▸ PASSAGE
▬▬▬▬▬▬▬▬▬▬

A Glitch in the Matrix
As much as I’d like to talk about the endgame for the Remake and how the last few levels of the game come together in a beautifully climactic ending, I must talk about a unique experience I had with this title. Remember how the respawn tubes worked? Well, about three/quarters of the game, just as I was beginning to make more progress in the Executive wing, I ended up dying to a few stray cyborgs. This didn’t phase me too much: dying a lot is part of the experience in immersive sims and System Shock. Dying allows the player to reset and try a different approach to a certain combat encounter or puzzle.
As I was dying, however, the player character suddenly reloaded his gun as if nothing had happened. So I woke up back in the respawn container, ready to leave and get revenge against the robot that killed me.
But I couldn’t leave the room. I tried clipping through the wall, turning the game off and on, but nothing changed. “No worries”, I thought. “I can just reset to a previous save.” But as I went to check the saves, I had a catastrophic realization: the game autosaves when you respawn.
In theory, this is a convenient feature. However, unlike most games that have two separate tabs for a “Quick-Save” versus an “Auto-Save”, this didn’t. As such, the save where I had soft-locked became my default save. Thus 8.8 hours of progress went firmly in the trash can. Worse still, there was no way to easily recover the progress I had made because of how each playthrough randomizes the passcodes. The game had entirely broken.
There were other glitches too. There were a few moments when I clipped through elevators. Moments when enemies disappeared and reappeared at random points. In fact, in researching the glitch I encountered, I noticed a few more game-breaking bugs that other players had noticed.
Does this ultimately ruin the game for me? Not really, no. But it did detract from the experience just a bit. As a whole, I was bummed out and a bit defeated that a game that I had so much fun with came to such an anti-climactic end.
The Conclusion (System Shock Remake)

▬▬▬▬▬▬▬▬▬▬

▸ LISTED RECORDS
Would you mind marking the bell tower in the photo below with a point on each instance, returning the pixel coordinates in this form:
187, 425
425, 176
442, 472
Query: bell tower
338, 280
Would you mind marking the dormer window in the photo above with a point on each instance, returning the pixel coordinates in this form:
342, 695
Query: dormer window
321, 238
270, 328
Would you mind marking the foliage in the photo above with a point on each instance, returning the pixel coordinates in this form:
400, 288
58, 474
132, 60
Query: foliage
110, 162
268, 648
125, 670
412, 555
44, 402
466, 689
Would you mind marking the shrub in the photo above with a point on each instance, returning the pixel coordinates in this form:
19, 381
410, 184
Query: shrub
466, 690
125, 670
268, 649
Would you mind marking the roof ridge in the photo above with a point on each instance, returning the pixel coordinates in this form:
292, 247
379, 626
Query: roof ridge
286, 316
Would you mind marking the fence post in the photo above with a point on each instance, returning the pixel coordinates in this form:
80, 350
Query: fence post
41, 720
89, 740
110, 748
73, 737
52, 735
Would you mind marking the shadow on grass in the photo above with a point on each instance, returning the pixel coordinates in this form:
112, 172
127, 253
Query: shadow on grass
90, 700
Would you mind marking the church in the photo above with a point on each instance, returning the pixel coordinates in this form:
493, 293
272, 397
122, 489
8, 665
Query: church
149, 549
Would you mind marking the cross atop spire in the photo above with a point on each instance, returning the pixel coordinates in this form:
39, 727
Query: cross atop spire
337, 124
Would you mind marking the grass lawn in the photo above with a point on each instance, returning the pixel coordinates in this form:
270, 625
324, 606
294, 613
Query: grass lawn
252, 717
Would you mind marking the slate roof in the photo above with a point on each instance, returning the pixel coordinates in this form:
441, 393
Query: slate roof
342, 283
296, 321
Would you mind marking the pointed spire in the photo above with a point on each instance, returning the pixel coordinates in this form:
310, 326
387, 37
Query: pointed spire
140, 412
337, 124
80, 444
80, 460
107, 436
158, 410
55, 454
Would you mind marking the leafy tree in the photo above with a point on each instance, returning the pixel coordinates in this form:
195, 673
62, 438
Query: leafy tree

▬▬▬▬▬▬▬▬▬▬

Carry on the System Shock Remake review from its last line by writing the section under its final heading.

I had many issues with the experience of System Shock. From game-breaking bugs to intimidating level design and mechanics, this game was a lot for me to swallow at times. But I still ultimately enjoyed the System Shock remake. Even when the game was kicking my teeth in, I found myself desperate to come back and play more.
I enjoyed learning the ins and outs of each level and how each weapon behaved. Even the many puzzles seemed to become easier with time. As I traversed Citadel Station, I was reminded of why I enjoyed immersive sims in the first place. It was thrilling to explore such an unfamiliar and ultimately alien environment. I would love to give the title another shot when the time comes.
However, I still hesitate to recommend this game to anyone who isn’t a die-hard System Shock or Immersive Sim fan. The game design can come across as incredibly jarring. Players who go in expecting a game like Dishonored, Bioshock, or Deus Ex, will end up thoroughly unprepared for what the game has to offer.
Try the demo for the remake, available on Steam, if you’re curious about how the gameplay works. That way, you can see if you find comfort within the many sprawling hallways of Citadel Station.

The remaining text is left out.